Rewrite the items below, changing each occurrence of "test script" to "automation script" and keeping all other wording intact. Leave the pictures out of the rewritten version.

===== EXERCISE DATA =====

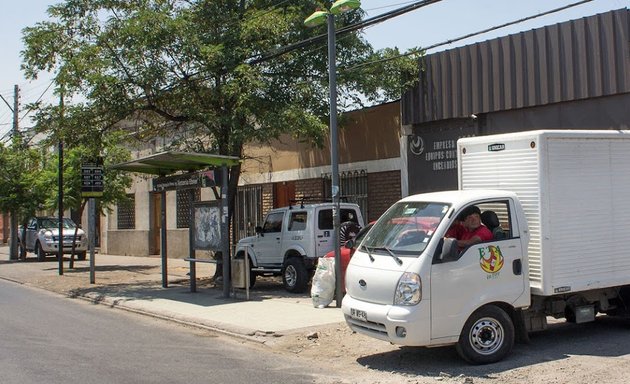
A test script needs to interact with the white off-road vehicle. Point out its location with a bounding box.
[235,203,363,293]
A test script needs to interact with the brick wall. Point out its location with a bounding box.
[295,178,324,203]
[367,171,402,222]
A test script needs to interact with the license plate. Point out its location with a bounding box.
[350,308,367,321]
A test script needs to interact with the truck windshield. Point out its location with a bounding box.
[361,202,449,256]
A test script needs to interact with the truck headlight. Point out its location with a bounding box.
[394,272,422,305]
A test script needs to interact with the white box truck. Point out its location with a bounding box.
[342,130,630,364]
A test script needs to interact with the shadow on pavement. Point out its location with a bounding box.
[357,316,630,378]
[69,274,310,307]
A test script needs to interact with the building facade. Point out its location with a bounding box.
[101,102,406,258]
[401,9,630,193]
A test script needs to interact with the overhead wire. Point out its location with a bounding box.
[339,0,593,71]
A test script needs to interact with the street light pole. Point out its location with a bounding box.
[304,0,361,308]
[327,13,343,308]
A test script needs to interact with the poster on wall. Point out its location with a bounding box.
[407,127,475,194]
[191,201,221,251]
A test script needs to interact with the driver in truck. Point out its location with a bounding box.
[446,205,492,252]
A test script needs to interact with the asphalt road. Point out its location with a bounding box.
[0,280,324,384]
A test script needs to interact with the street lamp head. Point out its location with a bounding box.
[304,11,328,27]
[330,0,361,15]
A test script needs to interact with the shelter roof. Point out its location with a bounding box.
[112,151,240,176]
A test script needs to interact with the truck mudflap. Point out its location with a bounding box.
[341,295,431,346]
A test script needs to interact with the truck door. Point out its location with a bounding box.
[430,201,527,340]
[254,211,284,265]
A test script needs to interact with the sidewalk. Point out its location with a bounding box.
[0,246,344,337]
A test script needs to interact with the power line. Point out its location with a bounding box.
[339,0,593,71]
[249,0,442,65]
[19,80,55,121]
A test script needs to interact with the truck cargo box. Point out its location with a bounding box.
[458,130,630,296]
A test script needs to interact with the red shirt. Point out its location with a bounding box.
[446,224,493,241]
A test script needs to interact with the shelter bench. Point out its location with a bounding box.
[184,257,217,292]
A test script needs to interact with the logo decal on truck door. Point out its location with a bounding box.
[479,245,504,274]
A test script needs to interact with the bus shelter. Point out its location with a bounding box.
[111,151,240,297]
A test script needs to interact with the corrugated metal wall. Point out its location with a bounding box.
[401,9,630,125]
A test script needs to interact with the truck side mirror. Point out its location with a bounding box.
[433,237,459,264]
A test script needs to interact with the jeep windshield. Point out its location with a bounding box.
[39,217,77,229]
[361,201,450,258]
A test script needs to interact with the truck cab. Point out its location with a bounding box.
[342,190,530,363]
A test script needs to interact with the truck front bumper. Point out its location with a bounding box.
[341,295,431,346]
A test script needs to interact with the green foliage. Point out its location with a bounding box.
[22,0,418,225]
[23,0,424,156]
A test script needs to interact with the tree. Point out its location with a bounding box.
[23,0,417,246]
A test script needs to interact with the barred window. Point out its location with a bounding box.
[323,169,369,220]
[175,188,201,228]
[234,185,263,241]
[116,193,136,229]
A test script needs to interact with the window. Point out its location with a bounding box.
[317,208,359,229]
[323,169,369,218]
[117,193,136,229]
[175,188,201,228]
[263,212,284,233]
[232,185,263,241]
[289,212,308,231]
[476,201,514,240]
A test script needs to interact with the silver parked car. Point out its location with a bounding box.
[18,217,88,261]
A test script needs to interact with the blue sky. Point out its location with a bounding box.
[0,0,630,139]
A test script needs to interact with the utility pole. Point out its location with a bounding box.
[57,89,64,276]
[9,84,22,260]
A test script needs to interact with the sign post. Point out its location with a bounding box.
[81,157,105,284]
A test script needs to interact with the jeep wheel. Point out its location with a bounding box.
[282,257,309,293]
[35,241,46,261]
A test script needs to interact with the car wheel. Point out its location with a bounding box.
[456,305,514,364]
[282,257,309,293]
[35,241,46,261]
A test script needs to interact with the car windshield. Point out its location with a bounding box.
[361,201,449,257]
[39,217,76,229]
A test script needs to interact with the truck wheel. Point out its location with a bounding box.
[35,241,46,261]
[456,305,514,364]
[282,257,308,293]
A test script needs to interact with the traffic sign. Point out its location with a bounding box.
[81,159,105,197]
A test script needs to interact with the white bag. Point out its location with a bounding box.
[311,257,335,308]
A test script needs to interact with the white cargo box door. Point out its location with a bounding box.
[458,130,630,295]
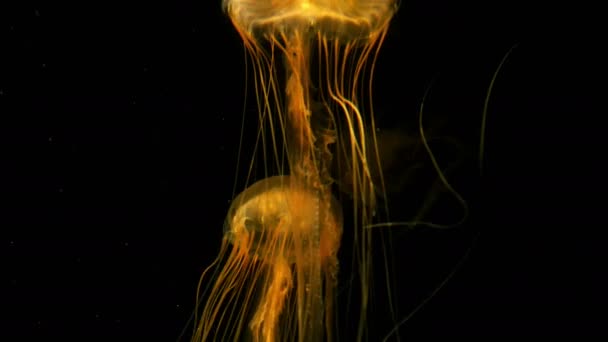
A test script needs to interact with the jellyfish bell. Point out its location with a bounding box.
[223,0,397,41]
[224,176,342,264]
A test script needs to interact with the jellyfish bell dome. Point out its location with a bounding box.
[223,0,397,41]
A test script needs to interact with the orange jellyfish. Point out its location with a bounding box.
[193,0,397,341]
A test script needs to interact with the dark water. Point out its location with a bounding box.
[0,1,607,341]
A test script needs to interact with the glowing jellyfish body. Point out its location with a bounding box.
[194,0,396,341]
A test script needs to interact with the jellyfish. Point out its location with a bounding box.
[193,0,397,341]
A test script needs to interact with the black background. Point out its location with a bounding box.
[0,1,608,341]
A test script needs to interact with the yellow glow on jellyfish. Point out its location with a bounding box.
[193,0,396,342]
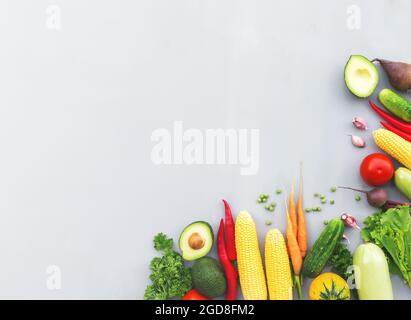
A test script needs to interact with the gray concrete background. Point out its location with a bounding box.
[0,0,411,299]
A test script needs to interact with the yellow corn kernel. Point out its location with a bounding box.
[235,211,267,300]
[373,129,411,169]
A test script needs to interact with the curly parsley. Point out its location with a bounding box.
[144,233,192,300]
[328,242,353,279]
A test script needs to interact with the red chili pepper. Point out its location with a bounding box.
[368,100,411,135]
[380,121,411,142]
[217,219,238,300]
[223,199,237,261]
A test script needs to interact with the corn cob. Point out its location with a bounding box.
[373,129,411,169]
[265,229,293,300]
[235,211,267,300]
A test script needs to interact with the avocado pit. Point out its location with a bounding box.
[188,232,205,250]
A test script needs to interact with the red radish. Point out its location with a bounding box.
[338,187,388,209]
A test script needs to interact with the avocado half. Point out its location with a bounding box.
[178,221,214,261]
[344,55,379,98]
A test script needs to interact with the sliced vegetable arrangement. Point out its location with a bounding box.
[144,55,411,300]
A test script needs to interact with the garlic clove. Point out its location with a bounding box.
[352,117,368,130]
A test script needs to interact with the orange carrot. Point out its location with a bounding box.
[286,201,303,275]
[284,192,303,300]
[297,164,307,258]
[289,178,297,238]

=====

# WRITTEN SOLUTION
A automation script needs to interact with the white off-road vehicle. Point out its location with a bounding box.
[235,203,363,293]
A automation script needs to interact with the brick wall. Point out its location with a bounding box.
[295,178,324,203]
[367,171,402,222]
A automation script needs to interact with the license plate. Point out its location with a bounding box.
[350,308,367,321]
A automation script needs to interact with the truck windshield. Point out its location with a bounding box.
[361,202,449,256]
A automation script needs to interact with the truck headlight. Point out its location with a bounding box.
[394,272,422,305]
A automation script needs to interact with the white box truck. Point out its location with a bounding box.
[342,130,630,364]
A automation script needs to interact with the shadow on pavement. Point out its location with a bounding box.
[357,316,630,378]
[69,274,310,307]
A automation script needs to interact with the building facade. Point out its location with a bounding box.
[101,102,406,258]
[401,9,630,193]
A automation script needs to interact with the overhead wire. Point out its location with a bounding box.
[339,0,593,71]
A automation script needs to interact with the street light pole. Point out its location with a bounding box.
[304,0,361,308]
[327,13,343,308]
A automation script needs to interact with the poster on wall. Point out its location with a bounding box.
[407,127,475,194]
[191,201,221,251]
A automation script needs to interact with the driver in truck. Point out its location with a bounding box.
[446,205,492,252]
A automation script needs to interact with the asphalt road. Point out its location with a bounding box.
[0,280,324,384]
A automation script needs to interact with the street lamp head. Point out its location with a bounding box.
[304,11,328,27]
[330,0,361,15]
A automation script needs to interact with the shelter roof. Point out its location with a bounding box.
[112,151,240,176]
A automation script needs to interact with the truck mudflap. Point out its location with a bounding box.
[341,295,431,346]
A automation script needs to interact with the truck door. Point out its location with a bounding box.
[430,201,527,340]
[254,211,284,265]
A automation script needs to interact with the sidewalk. Point out its location with a bounding box.
[0,246,344,337]
A automation script needs to interact with the power line. Point out its location with a bounding box.
[339,0,593,71]
[249,0,442,65]
[19,80,55,121]
A automation script needs to interact with the truck cargo box. Point out its location with a bounding box.
[458,130,630,296]
A automation script needs to interact with the red shirt. Point out its location with a bounding box.
[446,224,493,241]
A automation script needs to interact with the shelter bench. Point out its location with a bounding box.
[184,257,217,292]
A automation script needs to interact with the logo decal on truck door. Point out its location with a bounding box.
[479,245,504,274]
A automation script needs to interact with the bus shelter. Point out its location with a bounding box.
[111,151,240,297]
A automation script needs to interact with the corrugated metal wall. Point out its location with a bounding box.
[401,9,630,125]
A automation script needs to interact with the truck side mirror. Point out its location with a bounding box.
[433,237,459,264]
A automation script needs to interact with the jeep windshield. Point out its location with a bounding box.
[39,217,77,229]
[361,201,450,258]
A automation script needs to interact with the truck cab. Point out its location with a bounding box.
[342,190,530,363]
A automation script needs to interact with the truck front bumper. Point out its location with a bounding box.
[341,295,431,346]
A automation script needs to interact with the green foliage. Point out its location with a bounding box.
[22,0,418,225]
[23,0,424,156]
A automation script needs to interact with the tree. Point out its location with a bounding box.
[23,0,417,246]
A automation script needs to interact with the barred window. Point out its location with a bounding box.
[323,169,369,220]
[175,188,201,228]
[234,185,263,241]
[116,193,136,229]
A automation script needs to interact with the window. Point out its location with a bounding box.
[317,208,359,229]
[323,169,369,218]
[117,193,136,229]
[175,188,201,228]
[263,212,284,233]
[232,185,263,241]
[289,212,308,231]
[476,201,514,240]
A automation script needs to interact with the silver parked car. Point out its location with a bounding box.
[18,217,88,261]
A automation script needs to interact with the blue sky. Point out its location with a bounding box.
[0,0,630,139]
A automation script needs to interact with the utility pole. Point out its location with a bounding box.
[57,89,64,276]
[9,84,22,260]
A automation script needs to interact with the sign post. Point out its location with a bounding box.
[81,157,105,284]
A automation script needs to interact with the jeep wheel. Point out its location with a bounding box.
[282,257,309,293]
[35,241,46,261]
A automation script needs to interact with the car wheel. Point out its location with a bounding box.
[456,305,514,364]
[282,257,309,293]
[35,241,46,261]
A automation script needs to interact with the car windshield. Point out its location with a bounding box.
[361,201,449,257]
[39,217,76,229]
A automation script needs to interact with the truck wheel. Point out its location with a bounding box.
[35,241,46,261]
[456,305,514,364]
[282,257,308,293]
A automation script needs to interact with the traffic sign. Point out its location with a bounding box.
[81,159,105,197]
A automation script needs to interact with the white bag. Point out its location with a bounding box.
[311,257,335,308]
A automation script needs to interact with the white cargo box door. Point out its location with a bounding box.
[458,130,630,295]
A automation script needs to interact with the jellyfish bell. Point out its location with a bounding box.
[223,0,397,41]
[224,176,342,264]
A automation script needs to interact with the jellyfish bell dome. Point out its location with a bounding box.
[223,0,397,41]
A automation script needs to interact with the orange jellyfish. Point out its location with a bounding box.
[193,0,397,341]
A automation script needs to interact with the dark water. Point out its location with a bounding box.
[0,1,607,341]
A automation script needs to interact with the glowing jellyfish body. Point out its location with a bounding box.
[194,0,396,341]
A automation script needs to interact with the jellyfish. Point out its location with a bounding box.
[193,0,397,341]
A automation script needs to interact with the black background. Point out its location with a bounding box.
[0,1,608,341]
A automation script needs to interact with the yellow glow on jellyfish. Point out its location with a bounding box.
[193,0,396,342]
A automation script needs to interact with the gray concrete background. Point out its location with a bounding box.
[0,0,411,299]
A automation script needs to interact with the yellow corn kernel. Point out its location with a bounding box.
[235,211,267,300]
[373,129,411,169]
A automation script needs to interact with the curly parsley. Point out its location with a bounding box.
[144,233,192,300]
[328,242,353,279]
A automation script needs to interact with the red chili pepper. Point out its location with a bounding box.
[368,100,411,135]
[380,121,411,142]
[217,219,238,300]
[223,199,237,261]
A automation script needs to interact with the corn cob. Point out its location with a bounding box.
[373,129,411,169]
[265,229,293,300]
[235,211,267,300]
A automation script needs to interact with the avocado pit. Point out its location with a bounding box.
[188,232,205,250]
A automation script needs to interact with the red radish. Point out its location with a bounding box.
[338,187,388,209]
A automation script needs to interact with the avocado half. Point out its location with a bounding box.
[178,221,214,261]
[344,55,379,98]
A automation script needs to interact with the sliced vegetable arrangement. Point out its location with a bounding box.
[144,55,411,300]
A automation script needs to interact with the garlic clove. Point out its location with a bounding box.
[352,117,368,130]
A automation script needs to interact with the orange carrot. Point out its location with a bounding box.
[286,201,303,275]
[284,192,303,300]
[297,164,307,258]
[289,178,297,238]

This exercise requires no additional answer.